SECCIÓN DE TEXTO:
::::::::::

Luego de 32 meses, el 26 de mayo terminó la era de Miguel Ramírez Pérez al mando de San Luis. La estrepitosa caída como local ante Universidad de Concepción llevó a que acordara su salida con la dirigencia canaria.
Era el momento propicio. La pobre campaña del plantel en este torneo -apenas 11 puntos y 9 goles en 15 partidos- hacía insostenible su permanencia y el descontento cundía en parte de la hinchada, que ese día desplegó lienzos y pidió su salida dentro y fuera del estadio. También exigían que se fuera el presidente Manuel Gahona, pese a que es el único accionista que se ve por el “Lucio Fariña”.

::::::::::

MATERIAL PROPORCIONADO:
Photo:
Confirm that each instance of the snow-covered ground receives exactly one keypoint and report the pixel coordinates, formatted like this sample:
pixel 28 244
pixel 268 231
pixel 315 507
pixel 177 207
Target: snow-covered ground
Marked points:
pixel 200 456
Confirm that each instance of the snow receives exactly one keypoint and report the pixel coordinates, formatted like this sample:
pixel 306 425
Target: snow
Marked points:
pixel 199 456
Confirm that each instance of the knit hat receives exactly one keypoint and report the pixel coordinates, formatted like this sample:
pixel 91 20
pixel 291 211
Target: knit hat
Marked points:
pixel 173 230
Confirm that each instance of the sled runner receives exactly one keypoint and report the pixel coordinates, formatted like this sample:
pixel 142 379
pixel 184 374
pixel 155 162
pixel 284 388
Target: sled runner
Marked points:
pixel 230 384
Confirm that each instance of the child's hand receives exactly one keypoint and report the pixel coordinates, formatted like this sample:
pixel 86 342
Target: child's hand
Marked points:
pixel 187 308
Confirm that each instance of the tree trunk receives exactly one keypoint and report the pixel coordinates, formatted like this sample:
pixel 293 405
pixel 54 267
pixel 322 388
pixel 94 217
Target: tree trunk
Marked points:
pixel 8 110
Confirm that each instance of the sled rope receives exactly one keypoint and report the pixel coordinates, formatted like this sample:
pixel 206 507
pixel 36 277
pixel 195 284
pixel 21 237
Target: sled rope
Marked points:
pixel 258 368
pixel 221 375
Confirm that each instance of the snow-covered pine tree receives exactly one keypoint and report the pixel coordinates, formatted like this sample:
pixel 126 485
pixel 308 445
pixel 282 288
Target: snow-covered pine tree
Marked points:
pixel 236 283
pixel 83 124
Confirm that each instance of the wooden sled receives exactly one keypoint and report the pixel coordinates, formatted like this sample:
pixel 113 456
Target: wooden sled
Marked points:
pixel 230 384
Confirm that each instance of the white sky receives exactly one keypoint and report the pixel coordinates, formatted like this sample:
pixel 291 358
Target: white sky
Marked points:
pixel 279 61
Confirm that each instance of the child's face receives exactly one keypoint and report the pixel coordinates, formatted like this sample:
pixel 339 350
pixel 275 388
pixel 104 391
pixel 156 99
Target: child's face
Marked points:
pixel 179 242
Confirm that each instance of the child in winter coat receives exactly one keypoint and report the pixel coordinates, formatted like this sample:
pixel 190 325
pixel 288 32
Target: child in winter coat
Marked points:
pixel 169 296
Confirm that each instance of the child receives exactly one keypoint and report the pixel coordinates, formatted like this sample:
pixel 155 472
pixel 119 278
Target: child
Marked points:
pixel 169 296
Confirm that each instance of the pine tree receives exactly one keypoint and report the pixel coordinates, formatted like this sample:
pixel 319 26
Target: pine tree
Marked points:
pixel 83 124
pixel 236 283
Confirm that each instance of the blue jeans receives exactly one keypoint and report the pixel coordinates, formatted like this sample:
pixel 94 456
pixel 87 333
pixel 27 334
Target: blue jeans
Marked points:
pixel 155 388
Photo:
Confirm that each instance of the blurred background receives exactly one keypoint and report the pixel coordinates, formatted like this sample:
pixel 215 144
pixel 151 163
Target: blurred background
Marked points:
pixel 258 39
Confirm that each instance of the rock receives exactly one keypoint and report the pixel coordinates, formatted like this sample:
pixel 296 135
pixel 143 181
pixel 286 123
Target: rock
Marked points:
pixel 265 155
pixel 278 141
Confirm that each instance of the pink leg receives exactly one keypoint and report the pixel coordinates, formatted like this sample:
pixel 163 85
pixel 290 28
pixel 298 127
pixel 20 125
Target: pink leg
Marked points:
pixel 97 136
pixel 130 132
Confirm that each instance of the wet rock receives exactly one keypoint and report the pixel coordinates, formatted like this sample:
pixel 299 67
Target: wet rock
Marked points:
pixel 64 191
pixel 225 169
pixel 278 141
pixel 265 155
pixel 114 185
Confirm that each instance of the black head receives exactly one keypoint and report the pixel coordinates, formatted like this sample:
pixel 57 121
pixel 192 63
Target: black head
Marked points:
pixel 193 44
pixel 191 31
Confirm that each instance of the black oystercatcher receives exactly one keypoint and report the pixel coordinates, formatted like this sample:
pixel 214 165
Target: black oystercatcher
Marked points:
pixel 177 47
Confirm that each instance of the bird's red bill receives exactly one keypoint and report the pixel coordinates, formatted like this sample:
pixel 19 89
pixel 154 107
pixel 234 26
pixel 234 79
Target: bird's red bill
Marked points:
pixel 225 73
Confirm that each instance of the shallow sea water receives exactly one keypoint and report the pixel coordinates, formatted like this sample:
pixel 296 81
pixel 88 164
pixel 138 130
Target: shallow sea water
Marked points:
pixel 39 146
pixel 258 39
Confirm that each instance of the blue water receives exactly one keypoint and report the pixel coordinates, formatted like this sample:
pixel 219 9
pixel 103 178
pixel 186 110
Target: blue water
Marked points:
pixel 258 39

::::::::::

CONSIGNA A: Traduce al inglés esta oración del texto sobre la salida de Miguel Ramírez Pérez de San Luis: "Luego de 32 meses, el 26 de mayo terminó la era de Miguel Ramírez Pérez al mando de San Luis."
CONSIGNA B: Prolonga el texto sobre la salida de Miguel Ramírez Pérez de San Luis a partir de su última oración.

RESPUESTA A: After 32 months, on May 26 the era of Miguel Ramírez Pérez at the helm of San Luis came to an end.

RESPUESTA B:
Era propicio además, porque terminaba la primera rueda y el receso mundialista de dos meses permitiría conseguir un nuevo técnico que lidere el salvataje de un plantel perdido y golpeado, que pelea el fondo. En este tiempo, el nuevo DT podrá conocer al plantel, imponer su sello y elegir con pinzas a tres verdaderos refuerzos y al reemplazante del lesionado Lucio Compagnucci.
Soy un tipo agradecido y entendiendo que el ciclo de Ramírez ya venía en baja, por varios síntomas evidentes, se me hace un deber reconocerle algunas cosas que logró al frente del club. Primero, desde el retorno de los 13 años en el infierno de Tercera División -que marcó un quiebre casi refundacional en el club- San Luis nunca estuvo tanto tiempo en Primera División y sin pasar zozobras.
Pero además, a Ramírez se le agradece que los siempre centralistas ojos del fútbol chileno se posaran en un club de provincia, por la dinámica e intensidad que imprimió a un cuadro sin grandes nombres, pero que bajo su mandato fue capaz de desdibujar y derrotar varias veces a los llamados “grandes”. No solo su juego puso a los canarios en la órbita de la prensa especializada. También la presencia de dos campeones de América -Ramírez y el preparador físico Marcelo Oyarzún- en el cuerpo técnico.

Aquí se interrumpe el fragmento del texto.